(Exercise goal) Output every line of the material exactly, omitting images.

[Records]

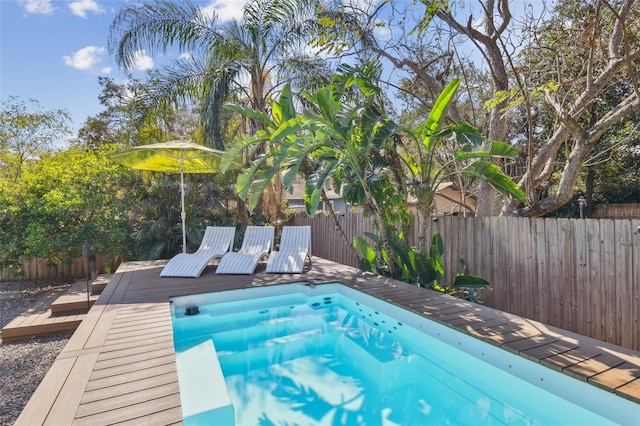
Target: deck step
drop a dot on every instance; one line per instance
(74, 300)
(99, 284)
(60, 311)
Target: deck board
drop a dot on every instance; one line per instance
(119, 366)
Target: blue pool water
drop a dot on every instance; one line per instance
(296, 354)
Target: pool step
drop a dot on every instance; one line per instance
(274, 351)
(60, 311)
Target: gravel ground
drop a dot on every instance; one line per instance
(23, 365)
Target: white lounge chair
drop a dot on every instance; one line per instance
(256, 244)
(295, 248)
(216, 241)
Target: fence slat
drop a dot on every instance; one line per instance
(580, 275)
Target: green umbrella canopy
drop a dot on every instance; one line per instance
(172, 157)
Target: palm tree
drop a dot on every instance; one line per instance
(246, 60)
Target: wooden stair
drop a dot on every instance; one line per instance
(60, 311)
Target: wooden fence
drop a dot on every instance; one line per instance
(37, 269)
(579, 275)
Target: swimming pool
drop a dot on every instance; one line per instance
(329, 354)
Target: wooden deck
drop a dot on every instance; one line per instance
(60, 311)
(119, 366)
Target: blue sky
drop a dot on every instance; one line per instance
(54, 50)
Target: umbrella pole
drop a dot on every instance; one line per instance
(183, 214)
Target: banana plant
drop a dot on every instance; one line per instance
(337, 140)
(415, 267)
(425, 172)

(Output for this task)
Target: deck step
drop a dot on every instance; one line per instance
(74, 300)
(99, 284)
(60, 311)
Target: deck board
drop a dot on every instance; one line per instance
(119, 366)
Target: blue pool water
drop a dot on every instance; one line per instance
(296, 354)
Target: pool step
drop a dot on every instance; one line per instance
(274, 351)
(60, 311)
Target: gravel ground
drop a dot on every instance; one line per instance
(23, 365)
Target: white lounge chair
drop a dot on every instance; one line per instance
(256, 244)
(295, 248)
(216, 241)
Target: fence slat
drop a dot on every instance; one line per instance
(580, 275)
Target: green umbrella canopy
drop a dot on every instance; one line per instance
(172, 157)
Target: palm tree
drop a dot on every instance; one line per instance
(246, 60)
Target: wooden stair
drop a dot on every instance; one line per instance
(60, 311)
Target: wooden fence
drop a dot on every instance; one line per instance
(37, 269)
(579, 275)
Target: swimming pool
drop a dot on every instance; one line per instance
(329, 354)
Target: wooden deck
drop a dot on every instance; one line per instance
(60, 311)
(119, 366)
Target: blue sky
drop a dot on every instance; one line per instance
(54, 50)
Target: umbrella pole
drop a dot on every instance; one line per instance
(183, 214)
Target: banana plant
drop a dot on every instance; one line per instance
(337, 140)
(415, 267)
(425, 172)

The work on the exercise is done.